Teks Sumber ->

▼▼▼

Oleh Amril Taufik Gobel
Adalah sebuah hal yang cukup beralasan
bila seorang wartawan New York Times, Barbara Crossette pernah
menggambarkan benteng Fort Rotterdam di Makassar sebagai "the best
preserved Dutch fort in Asia", benteng Belanda yang paling
terlestarikan di Asia. Saat berkunjung akhir tahun lalu, saya masih
merasakan nuansa menawan benteng yang dibangun pada abad ke-17 ini.
Peninggalan dari Kesultanan Gowa, benteng ini kokoh berdiri di pinggir
pantai sebelah barat Makassar.
Walau
pada beberapa sisi terlihat kusam dengan lumut yang menempel pada
dinding tembok benteng, kemegahannya masih terasa. Saat berdiri di depan
gerbangnya yang kokoh saya mendadak membayangkan kehebatan Kesultanan
Gowa membangun benteng ini. Dari 17 benteng yang dibangun di sekeliling
kota, Fort Rotterdam merupakan benteng yang masih tersisa hingga saat
ini dan masih terpelihara keasliannya.
Dari segi arsitektural
benteng ini menampilkan bangunan berbentuk mirip penyu hendak merangkak
turun ke lautan. Karena bentuknya mirip penyu, kadang benteng ini juga
dinamai Benteng Panyua (Penyu), representasi kejayaan Kesultanan Gowa
yang senantiasa meraih kemenangan di darat maupun laut.
Benteng
Rotterdam dibangun pada 1545 oleh Raja Gowa ke-X yang bernama I
Manrigau Daeng Bonto Karaeng Lakiung atau Karaeng Tunipalangga Ulaweng.
Bahan dasar pembangunan benteng ini berasal dari batu dan tanah liat
yang dibakar hingga kering. Pada 9 Agustus1634, Sultan Gowa ke-XIV (I
Mangerangi Daeng Manrabbia dengan gelar Sultan Alauddin) membuat dinding
tembok dengan batu padas hitam yang didatangkan dari pegunungan Kartz
daerah Maros. Pada tanggal 23 Juni 1635, dibangun lagi dinding tembok
kedua dekat pintu gerbang.
Sejarah mencatat, untuk memperkuat
jalur perdagangan rempah-rempah serta memperluas kekuasaan, Belanda
pernah menyerang benteng ini pada masa pemerintahan Sultan Hasanuddin
antara 1655-1669. Dipimpin oleh Gubernur Jendral Admiral Cornelis
Janszoon Speelman, pasukan Belanda menggempur Kesultanan Gowa selama
setahun penuh.
Mereka dihadapkan pada perlawanan tangguh prajurit
Sultan Gowa. Akibatnya, sebagian benteng hancur dan pasukan Sultan
Hasanuddin menyerah. Akibat kekalahan tersebut Sultan Gowa dipaksa
menandatangani Perjanjian Bongaya pada 18 November 1667. Namanya kini
diabadikan menjadi salah satu universitas negeri dan bandar udara
internasional di Makassar.

▲▲▲

Tugas yang Diberikan 1 ->
Ringkaslah teks tentang Fort Rotterdam dalam dua kalimat.
Tugas yang Diberikan 2 ->
Tuliskan kembali bagian teks tentang Fort Rotterdam dari "Dari segi arsitektural" sampai "Karaeng Tunipalangga Ulaweng.", dengan menukar "lautan" menjadi "samudra".
Tugas yang Diberikan 3 ->
Lanjutkan teks tentang Fort Rotterdam setelah kalimat terakhirnya.

Bahan yang Disediakan ->
▼▼▼

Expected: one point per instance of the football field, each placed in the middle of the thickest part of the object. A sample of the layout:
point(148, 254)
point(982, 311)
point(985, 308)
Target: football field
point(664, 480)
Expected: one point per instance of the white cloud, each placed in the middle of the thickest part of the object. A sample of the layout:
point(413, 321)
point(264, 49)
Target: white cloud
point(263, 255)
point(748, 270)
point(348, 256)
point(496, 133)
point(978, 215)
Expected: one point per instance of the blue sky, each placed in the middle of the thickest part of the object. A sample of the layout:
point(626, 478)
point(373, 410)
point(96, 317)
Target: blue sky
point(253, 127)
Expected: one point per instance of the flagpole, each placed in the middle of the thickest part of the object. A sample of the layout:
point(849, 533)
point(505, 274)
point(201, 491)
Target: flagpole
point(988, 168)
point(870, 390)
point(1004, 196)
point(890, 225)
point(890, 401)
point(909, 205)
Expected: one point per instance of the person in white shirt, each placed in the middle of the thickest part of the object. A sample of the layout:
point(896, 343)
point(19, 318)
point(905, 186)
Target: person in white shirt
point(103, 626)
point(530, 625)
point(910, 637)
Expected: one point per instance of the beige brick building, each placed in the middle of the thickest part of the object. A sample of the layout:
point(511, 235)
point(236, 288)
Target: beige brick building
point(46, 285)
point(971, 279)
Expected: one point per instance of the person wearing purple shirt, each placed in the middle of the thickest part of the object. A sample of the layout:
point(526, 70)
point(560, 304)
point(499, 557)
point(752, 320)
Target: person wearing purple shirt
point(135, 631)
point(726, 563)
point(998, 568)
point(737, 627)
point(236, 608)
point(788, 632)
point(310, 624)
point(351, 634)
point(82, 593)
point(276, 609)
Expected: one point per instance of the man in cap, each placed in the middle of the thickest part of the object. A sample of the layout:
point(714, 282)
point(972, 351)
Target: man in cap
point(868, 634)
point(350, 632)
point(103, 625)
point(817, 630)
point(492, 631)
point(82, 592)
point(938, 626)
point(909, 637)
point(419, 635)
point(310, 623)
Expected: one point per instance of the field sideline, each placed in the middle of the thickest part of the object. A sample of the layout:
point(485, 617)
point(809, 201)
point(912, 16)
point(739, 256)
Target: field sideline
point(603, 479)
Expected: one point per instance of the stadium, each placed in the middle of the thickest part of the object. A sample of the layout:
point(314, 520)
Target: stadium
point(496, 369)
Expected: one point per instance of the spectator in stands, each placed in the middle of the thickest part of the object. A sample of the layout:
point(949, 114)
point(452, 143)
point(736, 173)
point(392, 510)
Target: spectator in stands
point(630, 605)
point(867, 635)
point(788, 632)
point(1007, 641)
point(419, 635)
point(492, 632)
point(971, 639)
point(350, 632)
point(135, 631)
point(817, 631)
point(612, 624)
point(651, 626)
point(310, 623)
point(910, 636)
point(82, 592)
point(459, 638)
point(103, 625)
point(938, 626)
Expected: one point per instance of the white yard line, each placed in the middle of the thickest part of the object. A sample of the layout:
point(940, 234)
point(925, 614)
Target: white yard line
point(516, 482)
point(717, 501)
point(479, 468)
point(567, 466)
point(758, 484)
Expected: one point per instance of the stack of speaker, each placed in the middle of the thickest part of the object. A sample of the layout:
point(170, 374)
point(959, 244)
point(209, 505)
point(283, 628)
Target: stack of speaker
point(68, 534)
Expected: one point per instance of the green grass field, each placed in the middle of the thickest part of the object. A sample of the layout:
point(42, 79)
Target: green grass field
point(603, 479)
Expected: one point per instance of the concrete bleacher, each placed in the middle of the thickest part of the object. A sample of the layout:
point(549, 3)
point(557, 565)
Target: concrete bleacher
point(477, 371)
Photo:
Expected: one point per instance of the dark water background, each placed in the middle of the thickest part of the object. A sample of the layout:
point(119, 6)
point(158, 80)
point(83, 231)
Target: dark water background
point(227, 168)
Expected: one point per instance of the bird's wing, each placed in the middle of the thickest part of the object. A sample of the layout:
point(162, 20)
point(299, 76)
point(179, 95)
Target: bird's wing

▲▲▲
▼▼▼

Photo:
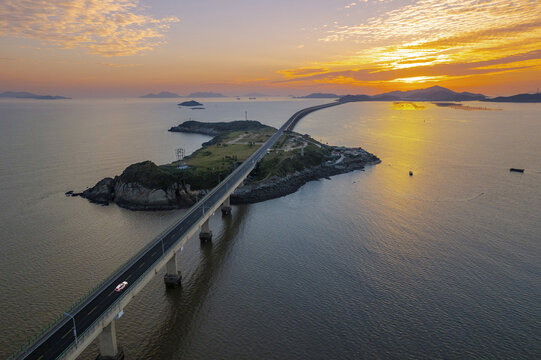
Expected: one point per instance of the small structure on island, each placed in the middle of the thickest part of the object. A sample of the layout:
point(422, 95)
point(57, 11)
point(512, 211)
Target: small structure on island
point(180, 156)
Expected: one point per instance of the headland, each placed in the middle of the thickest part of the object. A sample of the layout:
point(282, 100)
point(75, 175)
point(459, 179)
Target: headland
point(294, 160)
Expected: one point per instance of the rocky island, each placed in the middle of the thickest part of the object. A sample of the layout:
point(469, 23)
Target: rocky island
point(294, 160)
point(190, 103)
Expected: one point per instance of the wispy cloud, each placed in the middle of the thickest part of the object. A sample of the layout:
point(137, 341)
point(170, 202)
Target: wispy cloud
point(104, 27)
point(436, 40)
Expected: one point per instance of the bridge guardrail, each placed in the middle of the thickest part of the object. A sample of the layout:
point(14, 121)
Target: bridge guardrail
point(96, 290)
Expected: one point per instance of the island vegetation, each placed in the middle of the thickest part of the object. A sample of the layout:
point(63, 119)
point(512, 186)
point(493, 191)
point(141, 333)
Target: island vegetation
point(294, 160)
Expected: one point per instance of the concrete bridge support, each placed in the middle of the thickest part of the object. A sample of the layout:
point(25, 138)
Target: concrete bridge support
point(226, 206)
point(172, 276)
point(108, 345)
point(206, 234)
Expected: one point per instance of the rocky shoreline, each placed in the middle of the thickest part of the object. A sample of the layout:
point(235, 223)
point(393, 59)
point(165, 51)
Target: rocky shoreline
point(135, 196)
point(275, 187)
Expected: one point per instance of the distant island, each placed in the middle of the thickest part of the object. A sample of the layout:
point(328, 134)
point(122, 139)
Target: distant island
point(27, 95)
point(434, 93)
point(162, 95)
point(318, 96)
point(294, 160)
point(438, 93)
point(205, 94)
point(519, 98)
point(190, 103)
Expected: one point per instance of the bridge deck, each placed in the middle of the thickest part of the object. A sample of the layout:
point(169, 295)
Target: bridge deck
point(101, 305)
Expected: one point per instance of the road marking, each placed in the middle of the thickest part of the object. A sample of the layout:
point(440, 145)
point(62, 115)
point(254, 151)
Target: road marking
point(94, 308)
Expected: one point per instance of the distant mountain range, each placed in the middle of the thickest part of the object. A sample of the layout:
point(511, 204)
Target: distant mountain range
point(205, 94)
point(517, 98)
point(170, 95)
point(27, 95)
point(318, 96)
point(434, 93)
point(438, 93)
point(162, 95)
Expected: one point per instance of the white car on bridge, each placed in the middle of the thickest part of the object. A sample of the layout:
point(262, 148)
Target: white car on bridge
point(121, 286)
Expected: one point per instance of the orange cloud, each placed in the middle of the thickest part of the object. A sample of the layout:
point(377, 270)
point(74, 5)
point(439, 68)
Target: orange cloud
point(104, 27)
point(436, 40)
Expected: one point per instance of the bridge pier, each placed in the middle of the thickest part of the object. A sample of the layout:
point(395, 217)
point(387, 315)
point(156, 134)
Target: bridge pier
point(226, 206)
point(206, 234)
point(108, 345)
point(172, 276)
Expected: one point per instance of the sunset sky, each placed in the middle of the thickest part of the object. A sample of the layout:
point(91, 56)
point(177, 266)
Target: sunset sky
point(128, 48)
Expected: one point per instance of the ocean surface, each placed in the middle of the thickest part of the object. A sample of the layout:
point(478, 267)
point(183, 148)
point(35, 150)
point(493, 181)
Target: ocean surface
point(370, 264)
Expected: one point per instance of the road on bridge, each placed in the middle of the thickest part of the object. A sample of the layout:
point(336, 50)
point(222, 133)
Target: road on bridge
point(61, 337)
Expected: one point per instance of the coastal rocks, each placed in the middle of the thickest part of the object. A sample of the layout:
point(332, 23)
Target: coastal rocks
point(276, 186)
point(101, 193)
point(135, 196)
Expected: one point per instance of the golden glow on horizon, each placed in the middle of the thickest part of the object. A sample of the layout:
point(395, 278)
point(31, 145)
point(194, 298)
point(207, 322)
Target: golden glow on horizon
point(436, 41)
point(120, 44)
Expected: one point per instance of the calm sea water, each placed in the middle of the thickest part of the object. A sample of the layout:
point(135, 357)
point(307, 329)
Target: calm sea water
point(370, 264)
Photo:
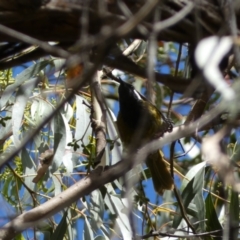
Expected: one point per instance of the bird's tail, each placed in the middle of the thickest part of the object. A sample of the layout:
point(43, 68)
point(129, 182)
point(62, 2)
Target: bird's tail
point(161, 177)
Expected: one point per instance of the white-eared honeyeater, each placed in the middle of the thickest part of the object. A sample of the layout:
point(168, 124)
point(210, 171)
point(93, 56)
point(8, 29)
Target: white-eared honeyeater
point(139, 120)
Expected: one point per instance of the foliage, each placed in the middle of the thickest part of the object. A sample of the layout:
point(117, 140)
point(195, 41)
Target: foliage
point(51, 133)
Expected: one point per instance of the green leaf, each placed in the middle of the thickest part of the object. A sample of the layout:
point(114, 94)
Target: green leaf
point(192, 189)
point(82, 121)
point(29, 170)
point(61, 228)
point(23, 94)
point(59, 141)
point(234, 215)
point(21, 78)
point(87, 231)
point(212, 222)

▲▲▲

Jawaban Tertulis 1 ->
Fort Rotterdam adalah peninggalan Kesultanan Gowa di pinggir pantai sebelah barat Makassar dan merupakan benteng yang masih tersisa dan terpelihara keasliannya dari 17 benteng yang dibangun di sekeliling kota, dengan bentuk mirip penyu sehingga kadang dinamai Benteng Panyua. Pasukan Belanda yang dipimpin Cornelis Janszoon Speelman pernah menggempur Kesultanan Gowa pada masa pemerintahan Sultan Hasanuddin, sehingga sebagian benteng hancur, pasukan Sultan Hasanuddin menyerah, dan Sultan Gowa dipaksa menandatangani Perjanjian Bongaya pada 18 November 1667.

Jawaban Tertulis 2 ->
Dari segi arsitektural
benteng ini menampilkan bangunan berbentuk mirip penyu hendak merangkak
turun ke samudra. Karena bentuknya mirip penyu, kadang benteng ini juga
dinamai Benteng Panyua (Penyu), representasi kejayaan Kesultanan Gowa
yang senantiasa meraih kemenangan di darat maupun laut.
Benteng
Rotterdam dibangun pada 1545 oleh Raja Gowa ke-X yang bernama I
Manrigau Daeng Bonto Karaeng Lakiung atau Karaeng Tunipalangga Ulaweng.

Jawaban Tertulis 3 ->
Benteng
yang sebagian hancur ini kemudian dibangun kembali oleh Gubernur
Jendral Speelman dengan model arsitektur Belanda. Speelman menamakan
benteng ini sama dengan nama tempat kelahirannya, Rotterdam. Bentuk
benteng yang tadinya segi empat dengan empat bastion, ditambahkan satu
bastion lagi di sisi barat. Kehadiran benteng ini tidak hanya menjadi
pusat pemerintahan Belanda di wilayah timur Indonesia namun juga menjadi
pusat koordinasi perdagangan rempah-rempah Nusantara.
Sebuah
patung warna putih yang menggambarkan Sultan Hasanuddin mengendarai kuda
menyambut kedatangan pengunjung di benteng ini. Patung yang gagah, tapi
sayangnya ada tangan-tangan nakal yang mencorat-coret beberapa bagian
patung. Memasuki kawasan benteng, kita bisa langsung menuju Museum
Lagaligo yang berisi peninggalan sejarah dan artefak-artefak budaya masa
lalu, khususnya kerajaan Gowa-Tallo serta daerah-daerah lain di
Sulawesi Selatan.
Di
dalam kawasan benteng terdapat pula ruang tahanan Pangeran Diponegoro.
Menurut sejarah, Pangeran Diponegoro yang memimpin perlawanan pada
Belanda antara 1825-1830 itu akhirnya ditangkap setelah dijebak oleh
siasat licik penjajah untuk melakukan perjanjian damai. Pada 1834,
Pangeran Diponegoro dibawa ke Fort Rotterdam setelah sebelumnya dibuang
ke Manado. Di dalam sel penjara berdinding kokoh melengkung itulah
Pangeran Diponegoro ditahan.
Banyak kalangan mempercayai sang
Pangeran akhirnya wafat di Makassar, namun ada juga yang menyebutkan,
untuk menghindari konflik jenazah Pangeran Diponegoro dipindahkan
Belanda dan dimakamkan pada sebuah tempat yang dirahasiakan.
Sangat
mudah mencapai benteng Fort Rotterdam karena letaknya di tengah kota
Makassar. Anda bisa menggunakan angkutan umum atau taksi untuk mencapai
tempat ini. Tidak ada pungutan bayaran apapun untuk memasuki benteng
bersejarah yang kini menjadi salah satu obyek wisata andalan Sulawesi
Selatan.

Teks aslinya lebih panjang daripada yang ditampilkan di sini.